Instruction 1: In the livestreaming interview excerpt, which event does Jean Macher point to as reaching large scale while keeping latency low?

Excerpt to read:
##############################
SCOTT KIDDER: One of the things I’m most excited about in terms of livestreaming solutions is the opportunity to create feedback loops to the content creator around the quality of the feed that they’re pushing. Also, viewer engagement. 

Mux Video is sometimes used as a live-ingest video solution in another company’s product. That makes it important to be able to provide a feedback signal to the content producer about how their live-ingest stream is working. With Mux Video, we can push metrics about how the live ingest is performing, and our customer can then surface that information back to the video producer. You can also get viewership stats.

All this is to say that data about how the live stream is performing ingest-wise is important, but it also helps understand viewer engagement. It’s about getting more data created around the live stream itself. 

JEAN MACHER: Mine may not sound especially cutting edge, but it’s something I was happy to see. That was the scale achieved at the last World Cup while retaining low latency. Things like UHD with HDR and low-latency streaming. We feel great satisfaction in the fact that this isn’t a proof of concept any more – especially with arguably the biggest international sporting event like the World Cup.
##############################
Extracted material:
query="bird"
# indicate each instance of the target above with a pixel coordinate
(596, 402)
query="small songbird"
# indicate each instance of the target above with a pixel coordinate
##############################
Instruction 2: Rewrite every line of the listing above, including the lines that stay unchanged. Multiply each answer's pixel coordinates by 0.7 and round to whole numbers, with halves rounded up.

Task response 1: The last World Cup.

Task response 2:
query="bird"
# indicate each instance of the target above with a pixel coordinate
(417, 281)
query="small songbird"
# indicate each instance of the target above with a pixel coordinate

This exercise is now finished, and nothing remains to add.